(Dataset entries)
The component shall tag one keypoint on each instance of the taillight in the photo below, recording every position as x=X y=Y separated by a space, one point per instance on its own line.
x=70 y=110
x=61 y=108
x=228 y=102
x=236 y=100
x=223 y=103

ASSIGNMENT – The full set of records above is to be printed again verbatim.

YOUR SOLUTION –
The component shall tag one keypoint on each instance of the taillight in the photo below, recording every position as x=X y=Y separated by a space, one point per instance on its own line.
x=70 y=110
x=61 y=108
x=228 y=102
x=236 y=100
x=223 y=103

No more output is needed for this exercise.